## EXCERPTED DATA
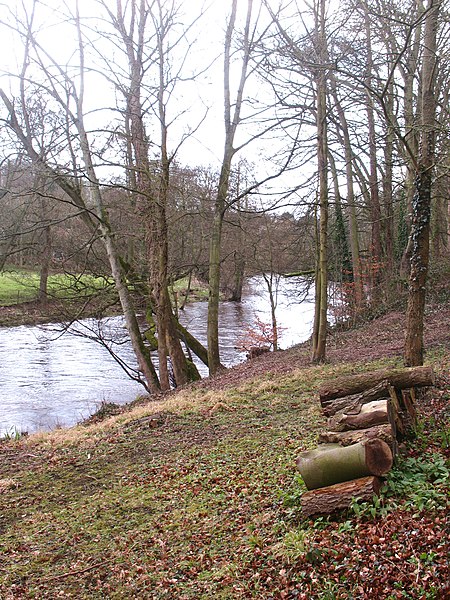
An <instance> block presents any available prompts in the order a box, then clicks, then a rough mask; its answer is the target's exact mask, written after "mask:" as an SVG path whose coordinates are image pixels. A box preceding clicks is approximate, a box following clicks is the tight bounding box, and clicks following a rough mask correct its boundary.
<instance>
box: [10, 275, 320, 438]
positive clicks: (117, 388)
mask: <svg viewBox="0 0 450 600" xmlns="http://www.w3.org/2000/svg"><path fill="white" fill-rule="evenodd" d="M303 287H304V282H303V281H302V280H301V279H299V278H290V279H285V280H281V282H280V285H279V290H278V304H277V320H278V323H279V325H280V327H281V329H282V335H281V339H280V346H281V347H282V348H288V347H290V346H292V345H294V344H297V343H300V342H302V341H304V340H306V339H307V338H308V337H309V336H310V335H311V330H312V320H313V313H314V303H313V298H312V292H310V293H308V294H306V297H304V298H302V300H303V301H300V300H301V299H300V297H299V295H298V291H299V290H301V289H302V288H303ZM255 315H257V316H258V317H259V318H260V319H262V320H264V321H269V319H270V317H269V315H270V305H269V301H268V294H267V291H266V289H265V285H264V282H263V281H262V278H252V279H251V280H249V282H248V283H247V285H246V288H245V290H244V297H243V300H242V302H241V303H235V302H222V303H221V306H220V348H221V359H222V362H223V363H224V364H225V365H227V366H231V365H233V364H237V363H239V362H241V361H242V360H245V356H244V354H242V353H240V352H238V351H236V349H235V346H236V343H237V340H238V338H239V336H241V335H242V332H243V330H245V328H246V327H247V326H248V325H249V324H251V323H253V321H254V319H255ZM180 321H181V322H182V323H183V325H185V326H186V327H187V328H188V329H189V331H190V332H191V333H192V334H193V335H195V336H196V337H197V338H198V339H199V340H200V341H202V342H204V343H205V342H206V322H207V303H206V302H195V303H191V304H188V305H187V306H186V308H185V310H184V311H182V312H181V313H180ZM98 327H99V324H98V323H97V322H96V321H94V320H85V321H82V322H81V323H79V324H78V325H76V326H74V327H72V329H71V333H65V334H64V335H61V327H60V326H58V325H55V324H49V325H43V326H38V327H32V326H22V327H5V328H0V390H1V392H0V393H1V399H0V436H3V435H5V434H9V435H13V434H15V432H16V431H17V432H24V431H26V432H29V433H32V432H35V431H39V430H51V429H54V428H56V427H67V426H71V425H74V424H76V423H77V422H79V421H81V420H83V419H85V418H86V417H88V416H89V415H90V414H92V413H93V412H95V411H96V410H97V409H98V407H99V406H100V405H101V403H102V402H116V403H118V404H124V403H126V402H130V401H132V400H134V399H135V398H136V397H137V396H138V395H139V394H142V393H144V390H143V388H142V386H141V385H139V384H138V383H137V382H135V381H132V380H131V379H129V378H128V377H127V375H126V374H125V372H124V371H123V370H122V368H121V367H120V366H119V365H118V364H117V363H116V362H115V361H114V360H112V358H111V356H110V354H109V352H108V351H107V350H106V349H105V348H104V347H103V346H102V345H100V344H98V343H97V342H95V341H93V340H91V339H89V337H85V336H86V335H91V334H92V331H93V330H96V329H97V328H98ZM100 327H101V330H102V332H103V334H104V336H105V337H106V338H107V339H108V338H109V337H111V338H113V337H114V338H116V339H117V340H118V341H119V343H115V344H113V346H112V347H113V349H114V352H116V353H117V354H118V355H119V356H120V358H121V359H122V360H124V361H126V362H127V363H129V364H134V361H133V354H132V351H131V348H130V346H129V344H128V342H125V341H124V340H125V328H124V323H123V318H122V317H112V318H108V319H104V320H103V321H102V322H101V323H100ZM198 366H199V369H200V370H201V372H202V375H206V374H207V370H206V368H205V367H204V365H201V364H200V365H198Z"/></svg>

## EXERCISE
Leave the images out and give the rest of the data again exactly.

## ANSWER TO THIS PROBLEM
An <instance> block presents any available prompts in the order a box, then clicks, then a rough mask; its answer is the target's exact mask, written after "mask:" as an SVG path whose coordinates are image pixels. A box preceding clicks is approximate, a box following clicks is the tight bounding box, and clicks following a rough mask correct its boundary.
<instance>
box: [10, 275, 320, 438]
positive clicks: (117, 388)
mask: <svg viewBox="0 0 450 600" xmlns="http://www.w3.org/2000/svg"><path fill="white" fill-rule="evenodd" d="M303 287H304V282H303V281H302V280H301V279H299V278H290V279H285V280H281V282H280V285H279V290H278V304H277V320H278V323H279V325H280V327H281V329H282V335H281V339H280V346H281V347H282V348H288V347H290V346H292V345H294V344H297V343H300V342H302V341H304V340H306V339H307V338H308V337H309V336H310V335H311V330H312V320H313V313H314V303H313V298H312V292H310V293H308V294H306V297H304V298H302V300H303V301H300V300H301V299H300V297H299V295H298V291H299V290H301V289H302V288H303ZM255 315H257V316H258V317H259V318H260V319H262V320H264V321H269V319H270V317H269V315H270V305H269V301H268V294H267V291H266V289H265V285H264V282H263V281H262V278H252V279H251V280H249V282H248V283H247V285H246V288H245V290H244V297H243V300H242V302H241V303H235V302H222V303H221V306H220V348H221V359H222V362H223V363H224V364H225V365H227V366H231V365H233V364H237V363H239V362H241V361H242V360H245V356H244V354H242V353H240V352H238V351H236V349H235V346H236V343H237V340H238V338H239V336H241V335H242V332H243V330H245V328H246V327H247V326H248V325H249V324H251V323H253V321H254V319H255ZM180 321H181V322H182V323H183V325H185V326H186V327H187V328H188V329H189V331H190V332H191V333H192V334H193V335H195V336H196V337H197V338H198V339H199V340H200V341H202V342H204V343H205V342H206V322H207V303H206V302H195V303H191V304H188V305H187V306H186V308H185V310H184V311H182V312H181V313H180ZM98 327H99V324H98V323H97V322H96V321H94V320H85V321H82V322H81V323H79V324H78V325H76V326H74V327H72V329H71V333H65V334H64V335H61V327H60V326H58V325H55V324H49V325H43V326H38V327H32V326H22V327H5V328H0V390H1V392H0V393H1V399H0V436H3V435H5V434H9V435H13V434H15V432H16V431H17V432H24V431H26V432H29V433H32V432H35V431H39V430H51V429H54V428H56V427H67V426H71V425H74V424H76V423H77V422H79V421H81V420H83V419H85V418H86V417H88V416H89V415H90V414H92V413H93V412H95V411H96V410H97V409H98V407H99V406H100V405H101V403H102V402H116V403H118V404H124V403H126V402H130V401H132V400H134V399H135V398H136V397H137V396H138V395H139V394H142V393H144V390H143V388H142V386H141V385H139V384H138V383H137V382H135V381H132V380H131V379H129V378H128V377H127V375H126V374H125V372H124V371H123V370H122V368H121V367H120V366H119V365H118V364H117V363H116V362H115V361H114V360H112V358H111V356H110V354H109V352H108V351H107V350H106V349H105V348H104V347H103V346H102V345H100V344H98V343H97V342H95V341H93V340H91V339H89V337H85V336H86V335H91V334H92V331H93V330H96V329H97V328H98ZM100 327H101V330H102V332H103V334H104V336H105V337H106V338H107V339H108V338H109V337H111V338H113V337H114V338H116V339H117V340H118V341H119V343H115V344H113V346H112V347H113V349H114V352H116V353H117V354H118V355H119V356H120V358H121V359H122V360H124V361H126V362H127V363H129V364H134V361H133V354H132V351H131V348H130V346H129V344H128V342H125V341H124V340H125V328H124V323H123V318H122V317H112V318H108V319H104V320H103V321H102V322H101V323H100ZM198 366H199V369H200V370H201V372H202V375H206V374H207V370H206V368H205V367H204V365H201V364H200V365H198Z"/></svg>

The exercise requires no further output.